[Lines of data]
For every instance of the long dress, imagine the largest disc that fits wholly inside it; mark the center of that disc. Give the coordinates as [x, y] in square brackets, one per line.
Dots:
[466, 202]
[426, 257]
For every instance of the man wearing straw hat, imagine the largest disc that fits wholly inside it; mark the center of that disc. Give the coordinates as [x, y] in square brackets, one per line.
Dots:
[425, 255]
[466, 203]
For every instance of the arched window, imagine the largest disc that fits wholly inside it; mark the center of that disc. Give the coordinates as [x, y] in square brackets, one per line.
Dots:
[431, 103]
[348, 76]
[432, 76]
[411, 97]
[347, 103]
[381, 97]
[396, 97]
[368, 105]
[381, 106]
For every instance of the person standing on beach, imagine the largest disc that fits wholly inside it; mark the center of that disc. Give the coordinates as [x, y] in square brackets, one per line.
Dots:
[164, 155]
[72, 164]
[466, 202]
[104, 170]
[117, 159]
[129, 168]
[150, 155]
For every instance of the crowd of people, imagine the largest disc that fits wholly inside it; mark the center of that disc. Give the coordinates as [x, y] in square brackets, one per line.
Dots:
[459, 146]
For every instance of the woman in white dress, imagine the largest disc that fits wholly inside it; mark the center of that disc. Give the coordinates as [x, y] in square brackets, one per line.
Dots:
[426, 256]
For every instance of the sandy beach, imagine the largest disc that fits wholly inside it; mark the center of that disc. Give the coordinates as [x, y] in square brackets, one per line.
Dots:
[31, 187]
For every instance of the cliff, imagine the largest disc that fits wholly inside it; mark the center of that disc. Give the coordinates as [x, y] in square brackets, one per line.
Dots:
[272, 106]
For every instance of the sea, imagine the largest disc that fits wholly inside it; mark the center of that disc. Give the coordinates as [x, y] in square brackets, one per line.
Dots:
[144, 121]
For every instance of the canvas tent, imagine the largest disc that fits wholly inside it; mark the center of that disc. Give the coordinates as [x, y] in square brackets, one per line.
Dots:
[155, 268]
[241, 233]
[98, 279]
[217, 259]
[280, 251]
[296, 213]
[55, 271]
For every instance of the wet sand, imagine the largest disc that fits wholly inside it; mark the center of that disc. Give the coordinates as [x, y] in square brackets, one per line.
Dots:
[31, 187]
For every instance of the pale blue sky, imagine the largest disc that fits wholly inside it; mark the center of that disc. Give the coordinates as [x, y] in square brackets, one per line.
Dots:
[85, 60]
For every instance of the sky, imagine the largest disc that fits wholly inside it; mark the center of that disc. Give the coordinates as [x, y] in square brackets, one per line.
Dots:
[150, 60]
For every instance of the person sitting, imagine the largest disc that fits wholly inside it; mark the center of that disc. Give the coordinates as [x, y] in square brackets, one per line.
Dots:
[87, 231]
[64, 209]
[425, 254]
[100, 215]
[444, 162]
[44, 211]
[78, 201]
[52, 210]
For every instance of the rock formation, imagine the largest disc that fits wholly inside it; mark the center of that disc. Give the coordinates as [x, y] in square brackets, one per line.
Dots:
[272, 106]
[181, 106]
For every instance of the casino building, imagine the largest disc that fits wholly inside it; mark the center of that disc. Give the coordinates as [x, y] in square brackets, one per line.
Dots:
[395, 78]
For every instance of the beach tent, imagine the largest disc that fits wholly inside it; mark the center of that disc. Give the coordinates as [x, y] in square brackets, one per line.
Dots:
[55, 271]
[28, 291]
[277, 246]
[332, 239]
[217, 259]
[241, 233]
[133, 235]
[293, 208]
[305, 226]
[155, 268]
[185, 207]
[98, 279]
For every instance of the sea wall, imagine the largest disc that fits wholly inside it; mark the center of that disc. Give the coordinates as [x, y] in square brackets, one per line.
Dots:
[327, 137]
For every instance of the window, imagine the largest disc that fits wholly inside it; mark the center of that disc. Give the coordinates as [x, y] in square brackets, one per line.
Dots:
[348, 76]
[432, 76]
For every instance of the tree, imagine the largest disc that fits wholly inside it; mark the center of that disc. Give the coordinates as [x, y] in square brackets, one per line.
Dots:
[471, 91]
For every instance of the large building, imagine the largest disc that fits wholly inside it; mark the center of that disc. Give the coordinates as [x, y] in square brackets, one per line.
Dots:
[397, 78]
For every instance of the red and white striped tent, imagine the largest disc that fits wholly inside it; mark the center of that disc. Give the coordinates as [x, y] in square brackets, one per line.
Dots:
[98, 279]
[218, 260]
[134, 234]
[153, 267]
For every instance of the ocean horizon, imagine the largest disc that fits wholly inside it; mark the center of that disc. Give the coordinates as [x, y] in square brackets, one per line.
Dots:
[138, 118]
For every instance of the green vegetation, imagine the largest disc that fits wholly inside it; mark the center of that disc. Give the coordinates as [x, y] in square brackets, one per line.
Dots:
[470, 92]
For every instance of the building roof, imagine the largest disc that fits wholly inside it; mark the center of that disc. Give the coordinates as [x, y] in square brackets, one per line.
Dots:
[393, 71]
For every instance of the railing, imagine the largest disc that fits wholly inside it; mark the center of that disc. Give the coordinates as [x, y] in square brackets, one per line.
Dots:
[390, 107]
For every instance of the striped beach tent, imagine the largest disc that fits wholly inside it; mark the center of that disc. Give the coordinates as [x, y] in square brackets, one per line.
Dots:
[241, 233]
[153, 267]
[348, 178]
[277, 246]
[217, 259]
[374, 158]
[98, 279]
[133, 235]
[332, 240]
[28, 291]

→ JOB
Retype all of the material above with every character intact.

→ ANSWER IN FULL
For every instance of the long dress, imagine the largest disc that fits wholly inside it; mark the center of that disc. Give the coordinates as [x, y] in square brackets, one per line.
Dots:
[466, 202]
[426, 257]
For every instance of the man wearing straw hat, imagine the largest disc that fits wholly inside it; mark the center of that disc. Give the coordinates as [x, y] in square brackets, one per line.
Dots:
[425, 255]
[466, 203]
For every instance of the arched window, imagine the largest disc that fits wholly inside it; mark the center of that disc. Give the coordinates as [x, y] in square brackets, one per line.
Dots:
[431, 103]
[348, 76]
[432, 76]
[411, 97]
[347, 103]
[381, 97]
[396, 97]
[368, 105]
[381, 106]
For every instance of the person standing on beach, imagine the largest disc that fits wholly inside it; mark the center of that disc. Give the coordinates as [x, y] in square brackets, one per line.
Dots:
[164, 155]
[72, 164]
[466, 202]
[104, 170]
[117, 159]
[129, 168]
[150, 155]
For every instance of the crowd of people, imagine the largest disc that fits wholly inside it; mark the center of that disc. Give the coordinates as [x, y] in square brackets, one per line.
Dots:
[459, 146]
For every instance of the woman in white dress, imagine the largest disc that fits wholly inside it; mark the center of that disc. Give the coordinates as [x, y] in square brackets, one per line.
Dots:
[426, 256]
For every instance of the sandy beach, imagine the largest disc that fits wholly inside it; mark the center of that disc. Give the coordinates as [x, y] in square brackets, one per line.
Dots:
[31, 187]
For every instance of the cliff, imagine the largest disc that fits wholly inside it; mark the center of that disc. Give the coordinates as [x, y] in square brackets, one per line.
Dots:
[272, 106]
For every instance of the sea, imagine the largest disc that fits wholly inside it; mark the center of that disc. Give the coordinates as [x, y] in square brackets, one per line.
Dots:
[144, 121]
For every instance of the canvas tent, imagine the largest disc that fits wholly inside it; mark the center of that disc. Give the coordinates as [x, y] in square brackets, one per line.
Dots:
[155, 268]
[241, 233]
[98, 279]
[217, 259]
[280, 251]
[296, 213]
[55, 271]
For every instance of the wet sand, imagine the largest disc that fits wholly inside it; mark the center of that disc. Give the coordinates as [x, y] in square brackets, one per line.
Dots:
[31, 187]
For every instance of the pale blue sky, imagine the largest disc that fits wholly inside it; mark the center of that disc. Give the coordinates as [x, y] in square brackets, one per line.
Dots:
[85, 60]
For every instance of the sky, imagine the largest disc that fits wholly inside it; mark the center of that disc. Give the coordinates as [x, y] in square brackets, one per line.
Dots:
[150, 60]
For every instance of the person sitting, imagine the largest disc that fits wholly inside it; mark the center of that disc. Give the coordinates as [x, y] in square brackets, one per line.
Dots:
[87, 231]
[64, 209]
[425, 254]
[100, 215]
[444, 162]
[44, 211]
[78, 201]
[52, 210]
For every instance of the rock formation, imagine the largest disc that fits wholly inside it; mark the center of that disc. Give the coordinates as [x, y] in square brackets, one per line.
Dots:
[272, 106]
[181, 106]
For every instance of the casino building, imagine the largest disc that fits wholly inside it; mark the center of that disc. Give the coordinates as [x, y] in square brackets, one per line.
Dots:
[395, 78]
For every instance of the beach tent, imagine the largest disc that fits wholly inside it; mark the center of that disc. Give the coordinates as [x, y] in square brackets, one per line.
Dots:
[55, 271]
[28, 291]
[277, 246]
[332, 239]
[217, 259]
[241, 233]
[133, 235]
[293, 208]
[305, 226]
[155, 268]
[185, 207]
[98, 279]
For every instance of the sea wall, imagine the largest disc that fits wholly inside it; mark the center of that disc. Give the coordinates as [x, y] in square brackets, one per line.
Dots:
[327, 137]
For every instance of the window, imagine the largest disc that fits wholly inside it; mark the center of that disc. Give the coordinates as [x, y] in square brackets, one per line.
Dots:
[348, 76]
[432, 76]
For every instance of the tree, imagine the largest disc that fits wholly inside it; mark the center of that disc. Give the coordinates as [x, y] in square brackets, one per line.
Dots:
[471, 91]
For every instance of the large building, imagine the largest disc that fits wholly inside it; mark the center of that disc. Give the coordinates as [x, y] in square brackets, one per line.
Dots:
[397, 78]
For every instance of the red and white striped tent, imagine the largest disc that fits wholly inside it; mark the center of that disc. Give the coordinates as [x, y] in square brackets, one per line.
Dots:
[98, 279]
[218, 260]
[134, 234]
[153, 267]
For every instance of the ocean horizon, imagine the largest disc that fits wholly inside it; mark the center of that disc. Give the coordinates as [x, y] in square brackets, one per line.
Dots:
[138, 118]
For every instance of the green vegetation, imagine the largest disc that fits wholly inside it; mark the center of that disc. Give the coordinates as [x, y] in square brackets, one per line.
Dots:
[470, 92]
For every instance of the building roof, imagine the largest disc that fits wholly inside it; mark the center of that disc. Give the coordinates as [x, y] in square brackets, one per line.
Dots:
[393, 71]
For every instance of the railing, imagine the largest disc that fits wholly inside it; mark the center of that disc. Give the coordinates as [x, y] in square brackets, one per line.
Dots:
[390, 107]
For every instance of the striped beach tent, imagine the largest disc that fits wholly inside it; mark the center of that disc. Give the coordinates as [x, y] in square brackets, one per line.
Dots:
[241, 233]
[153, 267]
[348, 178]
[277, 246]
[217, 259]
[374, 158]
[98, 279]
[133, 235]
[332, 240]
[28, 291]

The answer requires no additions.